# WHAT YOU ARE ASKED TO DO:
Return the listing word for word, as given.

## begin

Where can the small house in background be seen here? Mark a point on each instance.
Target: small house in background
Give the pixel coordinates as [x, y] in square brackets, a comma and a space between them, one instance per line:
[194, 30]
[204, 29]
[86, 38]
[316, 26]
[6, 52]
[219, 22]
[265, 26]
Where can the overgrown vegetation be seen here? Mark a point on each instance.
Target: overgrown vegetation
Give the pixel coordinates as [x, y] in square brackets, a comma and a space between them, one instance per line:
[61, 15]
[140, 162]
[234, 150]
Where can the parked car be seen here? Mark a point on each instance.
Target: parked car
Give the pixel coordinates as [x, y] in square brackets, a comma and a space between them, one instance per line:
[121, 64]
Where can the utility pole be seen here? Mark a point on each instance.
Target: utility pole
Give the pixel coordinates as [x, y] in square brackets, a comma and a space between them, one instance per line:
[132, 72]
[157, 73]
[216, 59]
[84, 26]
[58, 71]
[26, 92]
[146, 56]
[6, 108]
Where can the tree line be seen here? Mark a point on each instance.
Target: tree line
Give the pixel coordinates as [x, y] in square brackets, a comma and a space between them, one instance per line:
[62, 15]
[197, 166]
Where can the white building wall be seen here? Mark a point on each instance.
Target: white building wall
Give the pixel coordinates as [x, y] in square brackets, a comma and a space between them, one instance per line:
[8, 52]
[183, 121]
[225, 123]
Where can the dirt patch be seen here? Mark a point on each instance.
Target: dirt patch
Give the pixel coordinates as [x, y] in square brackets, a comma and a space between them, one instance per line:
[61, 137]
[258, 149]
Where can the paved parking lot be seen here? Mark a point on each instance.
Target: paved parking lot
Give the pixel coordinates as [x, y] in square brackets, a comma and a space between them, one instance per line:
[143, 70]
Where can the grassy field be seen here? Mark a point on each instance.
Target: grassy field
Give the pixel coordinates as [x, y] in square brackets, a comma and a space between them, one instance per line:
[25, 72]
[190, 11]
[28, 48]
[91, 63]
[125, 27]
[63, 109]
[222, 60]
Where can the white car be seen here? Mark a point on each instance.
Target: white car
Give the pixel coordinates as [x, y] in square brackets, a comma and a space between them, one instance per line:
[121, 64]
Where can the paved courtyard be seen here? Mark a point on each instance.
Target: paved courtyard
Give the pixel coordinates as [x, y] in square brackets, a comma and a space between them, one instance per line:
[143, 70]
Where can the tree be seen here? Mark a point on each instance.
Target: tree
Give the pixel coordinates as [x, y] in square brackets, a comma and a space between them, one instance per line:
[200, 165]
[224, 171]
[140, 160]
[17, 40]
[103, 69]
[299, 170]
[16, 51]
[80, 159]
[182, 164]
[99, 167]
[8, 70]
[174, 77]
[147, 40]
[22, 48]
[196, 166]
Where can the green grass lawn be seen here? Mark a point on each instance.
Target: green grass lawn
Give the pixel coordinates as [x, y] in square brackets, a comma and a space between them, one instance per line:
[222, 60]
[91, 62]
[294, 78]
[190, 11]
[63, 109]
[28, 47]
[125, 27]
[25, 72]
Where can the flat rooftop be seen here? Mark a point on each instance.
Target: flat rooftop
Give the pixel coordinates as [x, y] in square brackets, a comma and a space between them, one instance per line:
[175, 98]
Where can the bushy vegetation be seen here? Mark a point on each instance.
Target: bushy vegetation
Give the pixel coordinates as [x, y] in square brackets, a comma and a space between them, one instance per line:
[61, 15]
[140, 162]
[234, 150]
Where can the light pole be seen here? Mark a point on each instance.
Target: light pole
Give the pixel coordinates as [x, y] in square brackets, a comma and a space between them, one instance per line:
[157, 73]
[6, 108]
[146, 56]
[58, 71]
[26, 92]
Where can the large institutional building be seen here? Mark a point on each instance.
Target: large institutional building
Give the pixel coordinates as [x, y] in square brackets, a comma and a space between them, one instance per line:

## end

# FINAL RESULT:
Where can the small house in background be seen here? Mark a point on each instance.
Target: small house in background
Give the pixel coordinates as [x, y] in square brackets, a comma and a space between them, one instance per line:
[194, 30]
[204, 29]
[86, 38]
[316, 26]
[6, 52]
[219, 22]
[265, 26]
Where can the overgrown vegetation be seen here? Mark a point on each instance.
Target: overgrown vegetation
Give the pixel coordinates as [x, y] in square brackets, a comma and a space between them, one instance per line:
[61, 15]
[140, 162]
[234, 150]
Where can the parked car be seen here? Mark a point on each instance.
Target: parked car
Give the pixel coordinates as [x, y] in square brackets, a comma and a space between them, one instance per line:
[121, 64]
Where can the utility pole be seen here? Mark a point on each instance.
Target: utility pole
Give the pixel coordinates as [x, y] in square brackets, a comma and a space between them, one instance per line:
[132, 72]
[157, 73]
[216, 59]
[84, 26]
[58, 71]
[26, 92]
[146, 56]
[6, 108]
Where can the tree line be seen here? Mark a point on each instance.
Target: tree line
Give the pixel coordinates as [x, y] in square brackets, a comma and a space between them, one instance per line:
[62, 15]
[197, 166]
Where can the white building wall be seen here? Mark a point on each instance.
Target: white building wall
Give the pixel coordinates as [x, y] in square brackets, a comma and a space between them, one instance per line:
[8, 52]
[183, 121]
[225, 123]
Where can the dirt patch be seen here? Mark a point on each instance.
Target: dirt patch
Give the pixel coordinates as [x, y] in square brackets, a comma and a space between them, one instance per line:
[61, 137]
[258, 149]
Where can the paved parking lot be seen here? Mark a point on each instance.
Target: paved parking lot
Give the pixel coordinates as [x, y] in square brackets, a comma and a space between them, one instance per line:
[143, 70]
Where can the grassy field be seen here? Mark a point on each instance.
Target: grassy field
Give the pixel coordinates as [x, y] in square brackets, a comma and a space between them, one instance per line:
[25, 72]
[190, 11]
[28, 48]
[91, 63]
[125, 27]
[63, 109]
[222, 60]
Where can the white car be seen here? Mark a point on each instance.
Target: white car
Give the pixel coordinates as [x, y] in square brackets, a comma and a space between them, one instance per line:
[121, 64]
Where can the paved courtyard be seen here? Mark a point on each instance.
Target: paved courtyard
Give the pixel coordinates as [x, y] in square brackets, a comma and a space between them, one instance per line:
[143, 70]
Where can the tree be seen here? Mark a point on each instance.
Target: tree
Give the pixel coordinates as [x, y] in square brackets, a comma and a space between them, one instance per line:
[200, 165]
[224, 171]
[140, 160]
[17, 40]
[103, 69]
[299, 170]
[16, 51]
[80, 159]
[182, 164]
[99, 167]
[8, 70]
[174, 77]
[147, 40]
[22, 48]
[196, 166]
Where can the green grass lawn be seen here? Mark a point on each instance.
Target: green grass lawn
Give the pixel coordinates as [x, y] in square brackets, a comma and a space between them, one instance per line:
[222, 60]
[91, 62]
[294, 78]
[190, 11]
[63, 109]
[28, 47]
[125, 27]
[25, 72]
Where can the flat rooftop be seen here? Mark a point on each instance.
Target: flat rooftop
Give the pixel coordinates as [x, y] in square brackets, a comma and a space between them, one instance per line:
[175, 98]
Where can the bushy vegetation be seen here? Mark a point on each instance.
Target: bushy vegetation
Give the pixel coordinates as [x, y] in square brackets, a comma and a space between them, one instance per line:
[61, 15]
[140, 162]
[234, 150]
Where can the light pole be seen here? Mark a point on each instance.
Target: light pole
Give the pixel coordinates as [x, y] in square brackets, a comma and a space between them, one instance per line:
[157, 73]
[6, 108]
[146, 56]
[58, 71]
[26, 92]
Where can the large institutional building be seen here? Mark a point on each instance.
Target: large institutional building
Give the pixel coordinates as [x, y] in square brackets, a comma and a space between them, one instance per line:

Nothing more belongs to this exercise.